- Work required:
For each statement, say yes or no to whether it agrees with the forum thread on language models and reasoning, and quote the thread's words that decide it. (a) Tainnor holds that language models on their own fall short for certain important tasks. (b) geysersam finds the concepts in the model's output clear. (c) Tainnor is certain that pairing a language model with an inference engine would bring AGI closer.

- Extracted text:
•••••

It's interesting to see the model explaining exactly what would be necessary to find, exactly what it could find, and then fail to make any connection between the two.

geysersam · on June 5, 2023

Yes it's very fascinating! The language is so clear but the concepts are totally confused.

Does this mean real logical reasoning is very close, only some small improvements away, or does it mean we're just on the wrong track (to reach actual AGI)?

Tainnor · on June 6, 2023

IMHO (and this is just my own uniformed view), this means that language models by themselves are insufficient for certain important tasks. It seems to be hard for systems to learn deductive reasoning purely based on text prediction.

OTOH, who knows what would happen if you somehow managed to combine the generating capabilities of a language model with a proper inference engine, e.g. Wolfram|Alpha. Maybe it would bring us significantly closer to AGI, but maybe that way is also a dead-end because it's not guaranteed that those systems would work well together.

•••••

- Given material:

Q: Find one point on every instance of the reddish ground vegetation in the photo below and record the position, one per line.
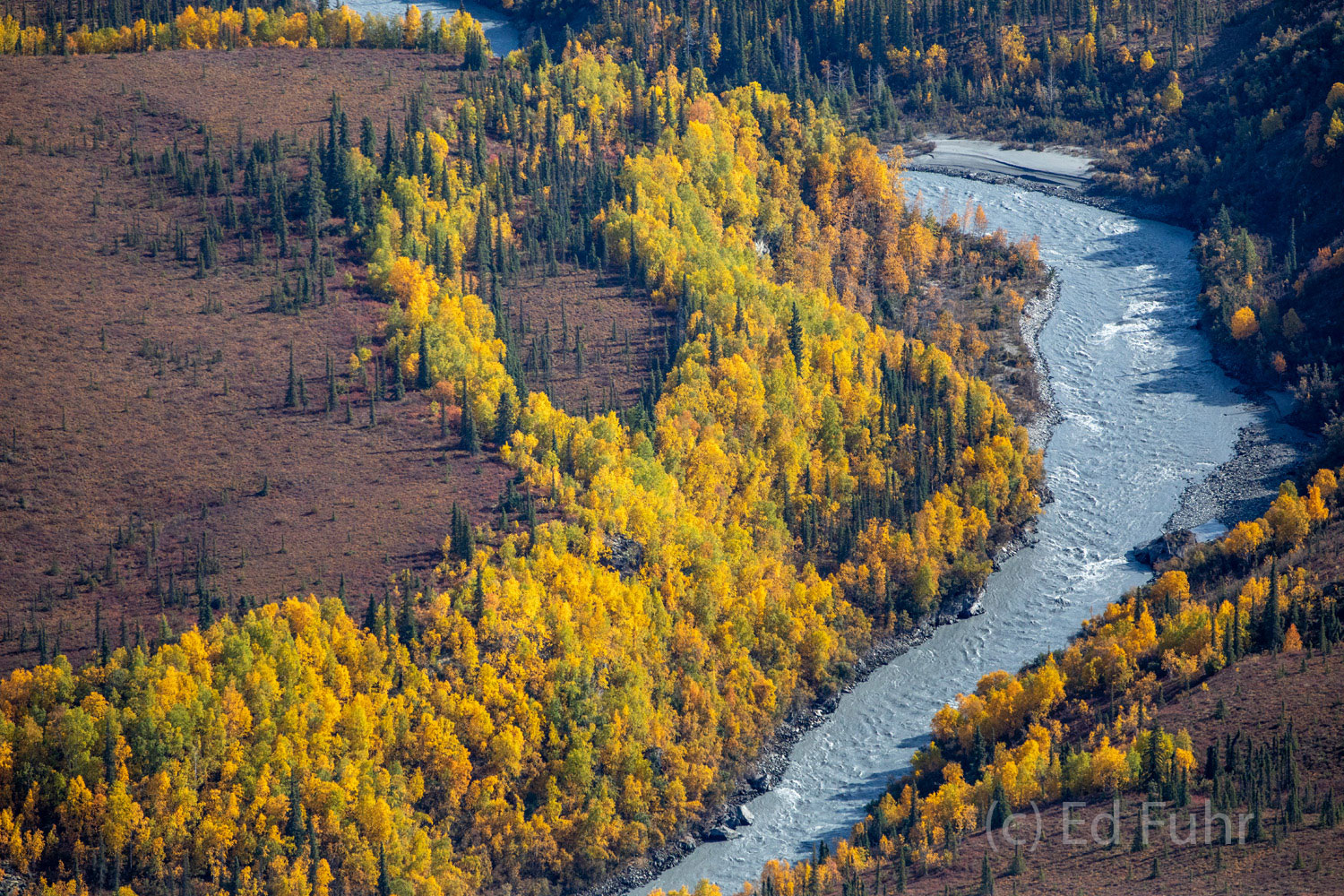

•••••

- Task result:
(a) Yes: "this means that language models by themselves are insufficient for certain important tasks."
(b) No: "The language is so clear but the concepts are totally confused."
(c) No: "Maybe it would bring us significantly closer to AGI, but maybe that way is also a dead-end because it's not guaranteed that those systems would work well together."